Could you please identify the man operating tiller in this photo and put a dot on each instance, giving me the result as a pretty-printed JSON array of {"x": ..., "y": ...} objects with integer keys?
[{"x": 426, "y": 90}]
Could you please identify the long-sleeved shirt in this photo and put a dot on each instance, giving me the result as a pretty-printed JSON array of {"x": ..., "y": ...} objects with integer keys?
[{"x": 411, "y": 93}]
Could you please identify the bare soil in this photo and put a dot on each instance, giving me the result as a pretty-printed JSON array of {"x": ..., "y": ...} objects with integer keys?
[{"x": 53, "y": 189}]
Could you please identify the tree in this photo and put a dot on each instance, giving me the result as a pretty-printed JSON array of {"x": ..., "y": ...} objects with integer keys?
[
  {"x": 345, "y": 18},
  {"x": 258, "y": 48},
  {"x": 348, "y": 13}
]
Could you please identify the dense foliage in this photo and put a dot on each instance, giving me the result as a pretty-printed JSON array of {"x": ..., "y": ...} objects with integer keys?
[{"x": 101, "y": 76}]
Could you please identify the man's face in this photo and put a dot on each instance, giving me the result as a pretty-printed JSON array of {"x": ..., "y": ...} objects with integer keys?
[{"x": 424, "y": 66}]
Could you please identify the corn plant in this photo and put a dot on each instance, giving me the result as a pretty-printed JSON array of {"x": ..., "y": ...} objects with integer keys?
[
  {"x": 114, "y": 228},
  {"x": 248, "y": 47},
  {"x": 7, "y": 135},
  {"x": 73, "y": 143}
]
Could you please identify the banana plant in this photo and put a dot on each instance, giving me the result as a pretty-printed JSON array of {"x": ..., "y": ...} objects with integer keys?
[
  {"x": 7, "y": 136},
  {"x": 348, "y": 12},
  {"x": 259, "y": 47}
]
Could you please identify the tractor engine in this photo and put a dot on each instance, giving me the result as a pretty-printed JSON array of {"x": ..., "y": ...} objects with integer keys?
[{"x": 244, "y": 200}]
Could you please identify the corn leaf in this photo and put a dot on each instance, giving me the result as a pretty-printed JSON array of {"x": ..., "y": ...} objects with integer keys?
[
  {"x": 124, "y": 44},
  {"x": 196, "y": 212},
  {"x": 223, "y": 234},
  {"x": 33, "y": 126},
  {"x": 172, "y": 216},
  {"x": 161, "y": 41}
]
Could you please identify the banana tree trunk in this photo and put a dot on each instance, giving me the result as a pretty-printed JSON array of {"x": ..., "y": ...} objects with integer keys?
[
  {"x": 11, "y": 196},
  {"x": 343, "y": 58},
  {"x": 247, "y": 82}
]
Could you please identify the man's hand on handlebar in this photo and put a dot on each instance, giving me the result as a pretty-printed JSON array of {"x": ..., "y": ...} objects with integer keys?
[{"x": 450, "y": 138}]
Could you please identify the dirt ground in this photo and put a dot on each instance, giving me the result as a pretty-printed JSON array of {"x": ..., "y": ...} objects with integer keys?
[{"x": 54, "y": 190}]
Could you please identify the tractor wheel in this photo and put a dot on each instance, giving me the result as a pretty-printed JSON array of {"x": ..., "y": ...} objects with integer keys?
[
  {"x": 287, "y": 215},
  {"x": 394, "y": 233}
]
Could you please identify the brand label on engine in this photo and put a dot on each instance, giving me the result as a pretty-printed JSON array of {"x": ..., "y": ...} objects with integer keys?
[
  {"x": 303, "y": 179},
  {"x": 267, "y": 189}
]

**About this exercise**
In full and without error, transcribe each of the entries.

**Output below**
Could you please identify the man operating tiller in this photo and put a dot on each instance, giving me the result as a pretty-printed JSON array of {"x": ..., "y": ...} objects with integer keys?
[{"x": 426, "y": 90}]
Could you please identify the long-sleeved shirt in this photo and put a dot on each instance, giving me the result as a pretty-printed JSON array of {"x": ..., "y": ...} objects with integer keys?
[{"x": 411, "y": 93}]
Could you please identify the bare soil in this photo and put a dot on each instance, giving me the result as a pretty-printed JSON array of {"x": ..., "y": ...} objects with integer keys?
[{"x": 53, "y": 189}]
Could you please identify the tree in this photo and put a dot on each instance, giving me the result as a pretty-printed JSON array of {"x": ..., "y": ...} objects with integer keys?
[
  {"x": 345, "y": 18},
  {"x": 258, "y": 48},
  {"x": 348, "y": 13}
]
Could you please identify the dense foliage in this photo and put a dot on each instance, giving me the result as a pretty-printed JSON array of {"x": ..., "y": ...} objects with integer keys?
[{"x": 101, "y": 76}]
Could you please identify the man's face in this photo and put a dot on each instance, giving me the result as a pretty-printed JSON array of {"x": ..., "y": ...} objects with integer keys?
[{"x": 424, "y": 66}]
Could you please identify the corn plant in this photo and put a dot on each instance, giving me the result as a pretty-printed JSON array of {"x": ..., "y": ...} objects with integer keys?
[
  {"x": 114, "y": 228},
  {"x": 248, "y": 47},
  {"x": 7, "y": 135},
  {"x": 73, "y": 143}
]
Could you please identify the banana plant in this photo and put a dot on each instance, giving me the result as a pretty-printed JSON array of {"x": ..., "y": ...} objects with integer keys?
[
  {"x": 7, "y": 136},
  {"x": 348, "y": 12},
  {"x": 259, "y": 47}
]
Could you please identify the tractor engine in this photo and put a dot on each instance, giving me the result as a pretty-printed JSON array of {"x": ..., "y": ...} objects with integer keys?
[{"x": 244, "y": 200}]
Could you please identify the corn leaf in this photo and put a dot on each instance, giving me the result as a pretty-printed JSON array of {"x": ..., "y": ...} objects with integer keys?
[
  {"x": 124, "y": 44},
  {"x": 196, "y": 212},
  {"x": 223, "y": 234},
  {"x": 33, "y": 126},
  {"x": 172, "y": 216},
  {"x": 161, "y": 41}
]
Could you please identify the banana tree trunk in this photo and put a dot on each instance, giving me the result as a pretty-printed JSON array of {"x": ..., "y": ...} objects with integer keys?
[
  {"x": 11, "y": 196},
  {"x": 343, "y": 58},
  {"x": 247, "y": 82}
]
Could you please identify the man's hand on handlebar in this photo and put a dot on each instance, giving me the result as a pretty-printed JSON array of {"x": ..., "y": ...} objects with integer keys?
[{"x": 450, "y": 138}]
Could you please identify the dirt ground in this photo and put a dot on each instance, giving me the result as a pretty-printed JSON array of {"x": ..., "y": ...} objects with integer keys?
[{"x": 54, "y": 190}]
Could you please identify the tractor wheel in this photo and put a dot on each instance, giving me the result as a pretty-printed JSON array of {"x": ..., "y": ...} objects with integer keys?
[
  {"x": 287, "y": 215},
  {"x": 394, "y": 233}
]
Could you please identify the brand label on engine in this photo and put a dot on each instance, giving me the result as a pretty-printed JSON array of {"x": ..., "y": ...} objects with integer keys?
[
  {"x": 303, "y": 179},
  {"x": 267, "y": 189}
]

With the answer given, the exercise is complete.